ОПИСАНИЕ ЗАДАНИЯ -> Продолжите текст о констеллированном комплексе и массовом психозе, начав сразу после его последнего предложения.

ИСХОДНЫЙ ФРАГМЕНТ ->
____________________

Гитлер, 27.07.41 г. «Самой серьезной ошибкой с нашей стороны будут попытки просветить местные массы… В наших интересах, чтобы народ знал лишь столько, чтобы различать дорожные знаки. Они и сейчас не умеют читать и должны остаться в этом состоянии… Мы возьмем себе южную часть Украины, особенно Крым, и сделаем ее исключительно немецкой колонией».

Гитлер, 11.04.42 г. «Нашим руководящим принципом должно быть следующее: эти народы имеют лишь одно оправдание своего существования — экономическая полезность для нас».

Как было сказано выше, констеллированный комплекс, опирающийся на защиты, во имя продолжения своего существования и господства над психикой, искажает реальность. Он стремится занять место Эго, функционирует как субличность, как демон или бес, вселившийся в человека. В случае психоза и использования эго-синтонных защит, критика к ситуации, возможность услышать и принять альтернативную точку зрения, достичь компромисса — вообще утрачивается. Тогда мы можем говорить уже о массовом психозе. Немного перефразирую цитату из Максима Горького: «Если враг не сдается, его не выслушивают, его уничтожают.» Именно так работает мощный констеллированный комплекс, против которого Эго и принцип реальности бессильны, пока не произойдет отрезвление. Констеллированный комплекс не просчитывает долгосрочных последствий. Разогреваемый аффектом, он жаждет получения мгновенного результата, жаждет быстрой разрядки. На языке анализа такое поведение называется отыгрыванием, которое представляет из себя слепое инстинктивное действие, движимое аффектом и доминирующей идеей комплекса, порой бредовой.

Благородные мечты Маркса о справедливости, превращенные в жестокий масштабный социальный эксперимент, разделили когда-то российское общество на непримиримые части, на своих и чужих, на красных и белых. За всем этим стоял мощный аффект зависти, обиды и мести, у которого была своя многолетняя история крепостничества. И когда не хватало аргументов, люди использовали так называемое «классовое чутье», которое им подсказывало, кого убивать, кого миловать. Так осуществлялось правосудие чекистскими тройками. Судьба отдельного человека, его мнение, желания, боль, надежды были перемолоты жерновами идеологической машины, строившей счастливое будущее для всех. Правда, на практике получалось, что не каждый в него был допущен. Простая арифметика правоты большинства уничтожала ценность отдельной личности. Формально при этом выборы были всеобщими и демократичными. И народ через своих избранников как будто бы правил страной. Таким образом, западная философская идея, привитая на российскую почву, реализовала саму себя – и в итоге столкнулась с принципом реальности. Для миллионов россиян, потерявших своих отцов и сыновей в братоубийственной войне, это оказалось катастрофой. Окажутся ли идеи западной демократии столь же разрушительными для стран Ближнего Востока, Северной Африки, Восточной Европы покажет время.

____________________

ИЗВЛЕЧЕННЫЕ СВЕДЕНИЯ ->
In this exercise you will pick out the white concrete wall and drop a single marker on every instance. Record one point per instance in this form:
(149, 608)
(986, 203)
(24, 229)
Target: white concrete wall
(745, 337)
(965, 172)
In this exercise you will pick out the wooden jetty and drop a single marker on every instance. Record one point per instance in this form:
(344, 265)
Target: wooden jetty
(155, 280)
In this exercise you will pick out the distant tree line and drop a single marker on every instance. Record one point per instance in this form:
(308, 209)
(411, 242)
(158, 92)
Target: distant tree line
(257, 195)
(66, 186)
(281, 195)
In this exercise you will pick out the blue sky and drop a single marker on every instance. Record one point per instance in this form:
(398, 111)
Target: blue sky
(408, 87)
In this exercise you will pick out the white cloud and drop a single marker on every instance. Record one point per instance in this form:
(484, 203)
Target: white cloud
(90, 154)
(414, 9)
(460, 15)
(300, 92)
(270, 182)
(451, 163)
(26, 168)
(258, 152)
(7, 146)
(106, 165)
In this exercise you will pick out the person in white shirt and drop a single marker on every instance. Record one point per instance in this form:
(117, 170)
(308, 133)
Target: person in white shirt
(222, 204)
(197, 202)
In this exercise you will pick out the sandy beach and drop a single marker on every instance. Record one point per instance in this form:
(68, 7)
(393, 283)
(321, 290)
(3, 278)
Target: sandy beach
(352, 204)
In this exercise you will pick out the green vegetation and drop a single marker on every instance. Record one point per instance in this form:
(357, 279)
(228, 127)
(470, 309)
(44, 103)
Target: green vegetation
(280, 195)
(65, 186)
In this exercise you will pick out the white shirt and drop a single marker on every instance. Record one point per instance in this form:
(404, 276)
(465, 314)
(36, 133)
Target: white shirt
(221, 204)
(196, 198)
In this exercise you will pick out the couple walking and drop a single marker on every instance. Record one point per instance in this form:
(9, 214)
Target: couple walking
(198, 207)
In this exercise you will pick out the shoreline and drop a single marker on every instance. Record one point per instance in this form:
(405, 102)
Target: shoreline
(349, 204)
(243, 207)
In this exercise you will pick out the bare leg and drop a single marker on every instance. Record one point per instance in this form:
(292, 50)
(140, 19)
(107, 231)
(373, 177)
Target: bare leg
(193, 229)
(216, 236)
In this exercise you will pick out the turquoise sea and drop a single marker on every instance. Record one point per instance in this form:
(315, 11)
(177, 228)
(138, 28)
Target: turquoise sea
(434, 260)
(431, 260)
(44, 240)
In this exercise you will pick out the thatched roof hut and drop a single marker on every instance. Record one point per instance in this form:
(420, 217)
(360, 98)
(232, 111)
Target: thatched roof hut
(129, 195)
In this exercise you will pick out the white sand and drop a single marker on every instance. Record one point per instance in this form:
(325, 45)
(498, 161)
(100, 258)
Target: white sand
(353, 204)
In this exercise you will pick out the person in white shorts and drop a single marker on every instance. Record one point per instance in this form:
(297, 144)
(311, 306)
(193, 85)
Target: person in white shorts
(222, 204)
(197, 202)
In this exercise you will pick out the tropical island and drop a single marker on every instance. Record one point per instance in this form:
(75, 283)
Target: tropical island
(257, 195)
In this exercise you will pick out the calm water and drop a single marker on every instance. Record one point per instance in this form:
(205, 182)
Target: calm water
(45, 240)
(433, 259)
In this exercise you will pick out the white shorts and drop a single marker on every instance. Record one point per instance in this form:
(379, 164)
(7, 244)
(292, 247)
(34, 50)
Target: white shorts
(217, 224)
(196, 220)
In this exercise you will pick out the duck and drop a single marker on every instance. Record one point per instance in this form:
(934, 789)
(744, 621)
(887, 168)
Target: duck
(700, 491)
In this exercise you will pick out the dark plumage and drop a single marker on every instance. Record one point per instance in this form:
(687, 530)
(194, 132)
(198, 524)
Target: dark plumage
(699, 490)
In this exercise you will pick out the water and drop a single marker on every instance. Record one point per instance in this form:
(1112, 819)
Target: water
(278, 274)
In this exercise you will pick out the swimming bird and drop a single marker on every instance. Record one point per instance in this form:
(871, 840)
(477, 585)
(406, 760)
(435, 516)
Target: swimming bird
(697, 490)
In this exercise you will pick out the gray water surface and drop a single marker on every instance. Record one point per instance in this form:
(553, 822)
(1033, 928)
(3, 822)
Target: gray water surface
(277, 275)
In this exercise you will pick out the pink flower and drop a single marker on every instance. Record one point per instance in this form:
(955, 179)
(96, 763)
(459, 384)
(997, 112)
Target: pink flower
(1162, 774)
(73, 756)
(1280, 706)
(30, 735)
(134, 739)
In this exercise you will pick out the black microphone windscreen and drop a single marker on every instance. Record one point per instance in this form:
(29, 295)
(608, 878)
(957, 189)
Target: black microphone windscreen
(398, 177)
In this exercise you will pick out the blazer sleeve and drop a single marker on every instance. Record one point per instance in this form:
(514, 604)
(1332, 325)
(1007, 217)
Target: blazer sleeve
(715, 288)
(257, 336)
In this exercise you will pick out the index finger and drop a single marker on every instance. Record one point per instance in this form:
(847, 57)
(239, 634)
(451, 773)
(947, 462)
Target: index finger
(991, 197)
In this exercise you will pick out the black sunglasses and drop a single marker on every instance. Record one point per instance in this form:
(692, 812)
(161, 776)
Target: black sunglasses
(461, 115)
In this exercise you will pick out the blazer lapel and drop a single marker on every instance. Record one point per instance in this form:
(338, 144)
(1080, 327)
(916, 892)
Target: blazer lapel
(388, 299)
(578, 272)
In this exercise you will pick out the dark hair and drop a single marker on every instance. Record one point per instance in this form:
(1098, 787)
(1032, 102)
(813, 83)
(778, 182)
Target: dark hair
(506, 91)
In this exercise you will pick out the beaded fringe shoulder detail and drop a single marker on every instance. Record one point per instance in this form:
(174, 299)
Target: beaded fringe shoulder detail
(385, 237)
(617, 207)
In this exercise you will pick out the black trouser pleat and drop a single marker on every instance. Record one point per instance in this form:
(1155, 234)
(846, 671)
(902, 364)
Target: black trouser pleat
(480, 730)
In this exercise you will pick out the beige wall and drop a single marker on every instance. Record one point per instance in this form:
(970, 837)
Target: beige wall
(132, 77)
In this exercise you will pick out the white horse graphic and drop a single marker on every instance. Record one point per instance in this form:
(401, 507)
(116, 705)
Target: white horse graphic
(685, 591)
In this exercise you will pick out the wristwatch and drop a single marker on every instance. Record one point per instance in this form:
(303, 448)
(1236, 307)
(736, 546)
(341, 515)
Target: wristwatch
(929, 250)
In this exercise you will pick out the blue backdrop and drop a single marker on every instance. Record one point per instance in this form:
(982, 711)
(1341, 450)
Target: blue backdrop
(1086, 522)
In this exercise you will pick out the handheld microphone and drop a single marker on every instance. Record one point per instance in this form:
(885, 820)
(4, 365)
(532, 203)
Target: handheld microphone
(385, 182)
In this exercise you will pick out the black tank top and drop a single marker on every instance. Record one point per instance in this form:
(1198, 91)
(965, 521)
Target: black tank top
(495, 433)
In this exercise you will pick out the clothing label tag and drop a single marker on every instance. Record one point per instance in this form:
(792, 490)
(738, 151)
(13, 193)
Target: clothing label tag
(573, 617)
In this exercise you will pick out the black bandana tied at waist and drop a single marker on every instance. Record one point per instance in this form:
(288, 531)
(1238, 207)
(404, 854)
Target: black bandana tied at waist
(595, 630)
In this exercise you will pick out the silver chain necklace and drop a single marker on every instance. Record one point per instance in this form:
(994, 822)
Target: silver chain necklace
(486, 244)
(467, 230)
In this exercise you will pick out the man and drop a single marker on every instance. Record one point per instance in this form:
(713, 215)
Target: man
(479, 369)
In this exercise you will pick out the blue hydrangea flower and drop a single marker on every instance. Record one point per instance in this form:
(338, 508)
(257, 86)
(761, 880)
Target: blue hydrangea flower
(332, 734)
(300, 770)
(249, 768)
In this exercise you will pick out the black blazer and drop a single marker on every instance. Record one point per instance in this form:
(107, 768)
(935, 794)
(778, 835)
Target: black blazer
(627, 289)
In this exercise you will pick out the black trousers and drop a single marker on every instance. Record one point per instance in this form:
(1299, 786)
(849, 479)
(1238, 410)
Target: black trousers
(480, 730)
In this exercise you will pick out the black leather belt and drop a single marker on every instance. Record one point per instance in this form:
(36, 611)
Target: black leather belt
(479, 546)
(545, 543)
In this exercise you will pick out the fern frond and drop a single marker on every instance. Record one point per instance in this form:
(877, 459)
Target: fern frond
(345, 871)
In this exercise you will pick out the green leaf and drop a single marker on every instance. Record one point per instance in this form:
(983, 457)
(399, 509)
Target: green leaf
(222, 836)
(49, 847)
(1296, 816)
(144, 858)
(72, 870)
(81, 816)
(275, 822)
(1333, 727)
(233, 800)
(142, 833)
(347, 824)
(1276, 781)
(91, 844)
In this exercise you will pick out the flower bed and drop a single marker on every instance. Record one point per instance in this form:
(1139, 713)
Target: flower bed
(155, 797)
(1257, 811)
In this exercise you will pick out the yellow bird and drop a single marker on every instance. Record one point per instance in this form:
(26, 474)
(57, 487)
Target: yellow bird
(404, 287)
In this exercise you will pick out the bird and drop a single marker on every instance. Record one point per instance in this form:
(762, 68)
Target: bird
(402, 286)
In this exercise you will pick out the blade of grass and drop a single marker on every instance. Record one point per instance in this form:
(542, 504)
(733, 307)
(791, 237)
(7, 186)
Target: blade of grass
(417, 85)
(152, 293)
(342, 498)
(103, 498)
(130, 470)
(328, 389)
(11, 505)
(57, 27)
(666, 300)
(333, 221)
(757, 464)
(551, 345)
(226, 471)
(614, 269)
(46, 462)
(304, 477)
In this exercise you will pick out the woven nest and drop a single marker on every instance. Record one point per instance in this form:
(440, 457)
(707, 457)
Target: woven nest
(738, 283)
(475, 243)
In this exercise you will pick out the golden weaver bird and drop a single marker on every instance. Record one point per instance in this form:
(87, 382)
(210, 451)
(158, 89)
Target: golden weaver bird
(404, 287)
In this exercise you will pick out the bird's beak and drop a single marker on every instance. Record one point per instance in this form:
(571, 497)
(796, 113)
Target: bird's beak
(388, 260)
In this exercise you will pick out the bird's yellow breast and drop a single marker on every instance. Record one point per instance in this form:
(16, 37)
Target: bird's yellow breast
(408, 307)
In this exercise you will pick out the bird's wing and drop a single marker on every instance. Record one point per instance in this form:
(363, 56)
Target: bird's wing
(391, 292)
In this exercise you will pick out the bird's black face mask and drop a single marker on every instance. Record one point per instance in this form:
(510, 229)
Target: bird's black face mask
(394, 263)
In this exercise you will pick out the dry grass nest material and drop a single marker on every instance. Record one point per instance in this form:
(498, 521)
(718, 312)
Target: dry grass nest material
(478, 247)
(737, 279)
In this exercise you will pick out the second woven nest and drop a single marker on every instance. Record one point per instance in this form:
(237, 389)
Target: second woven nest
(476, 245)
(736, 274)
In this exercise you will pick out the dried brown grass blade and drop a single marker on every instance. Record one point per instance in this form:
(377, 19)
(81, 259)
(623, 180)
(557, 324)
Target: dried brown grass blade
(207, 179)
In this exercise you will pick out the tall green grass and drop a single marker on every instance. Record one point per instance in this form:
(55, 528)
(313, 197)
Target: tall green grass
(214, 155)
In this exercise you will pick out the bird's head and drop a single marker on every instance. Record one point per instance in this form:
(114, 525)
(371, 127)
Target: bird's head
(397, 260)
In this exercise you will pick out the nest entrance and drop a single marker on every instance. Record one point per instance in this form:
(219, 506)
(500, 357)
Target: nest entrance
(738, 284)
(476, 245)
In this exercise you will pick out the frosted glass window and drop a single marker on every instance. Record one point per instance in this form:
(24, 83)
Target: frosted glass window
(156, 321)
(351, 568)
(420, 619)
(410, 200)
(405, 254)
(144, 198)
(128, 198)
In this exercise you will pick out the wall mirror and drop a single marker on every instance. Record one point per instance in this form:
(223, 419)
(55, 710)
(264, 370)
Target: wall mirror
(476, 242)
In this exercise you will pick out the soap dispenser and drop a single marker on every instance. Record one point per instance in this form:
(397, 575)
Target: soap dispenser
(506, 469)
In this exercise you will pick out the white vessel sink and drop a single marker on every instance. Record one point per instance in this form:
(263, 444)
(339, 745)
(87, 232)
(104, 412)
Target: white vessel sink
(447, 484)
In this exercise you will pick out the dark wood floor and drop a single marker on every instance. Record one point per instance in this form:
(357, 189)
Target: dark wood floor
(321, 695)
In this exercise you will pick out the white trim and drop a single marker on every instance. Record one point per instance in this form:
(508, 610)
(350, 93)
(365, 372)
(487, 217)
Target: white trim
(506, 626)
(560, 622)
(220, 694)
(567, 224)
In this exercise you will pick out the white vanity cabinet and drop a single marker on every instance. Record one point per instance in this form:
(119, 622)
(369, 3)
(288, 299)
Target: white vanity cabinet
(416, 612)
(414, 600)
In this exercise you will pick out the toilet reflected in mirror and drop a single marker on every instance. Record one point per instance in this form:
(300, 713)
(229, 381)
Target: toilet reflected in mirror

____________________

ПРАВИЛЬНЫЙ ОТВЕТ ->
Приведу несколько цитат из Ульянова-Ленина:

24 – 27 декабря 1917 г.

(Ленин В.И. Полн. собр. соч. Т. 35. С. 200, 201, 204. — Из работы «Как организовать соревнование?»)

«Война не на жизнь, а на смерть богатым и прихлебателям, буржуазным интеллигентам… с ними надо расправляться, при малейшем нарушении… В одном месте посадят в тюрьму… В другом — поставят их чистить сортиры. В третьем — снабдят их, по отбытии карцера, желтыми билетами… В четвертом — расстреляют на месте… Чем разнообразнее, тем лучше, тем богаче будет общий опыт…»

10 сентября 1918 г.

(Ленин В.И. Полн. собр. соч. Т.50. С. 178).

«Свияжск, Троцкому.

Удивлен и встревожен замедлением операции против Казани, особенно если верно сообщенное мне, что вы имеете полную возможность артиллерией уничтожить противника. По-моему, нельзя жалеть города и откладывать дольше, ибо необходимо беспощадное истребление…»

 

19 марта 1922 г.

(Известия ЦК КПСС. 1990. № 4. С. 190—193).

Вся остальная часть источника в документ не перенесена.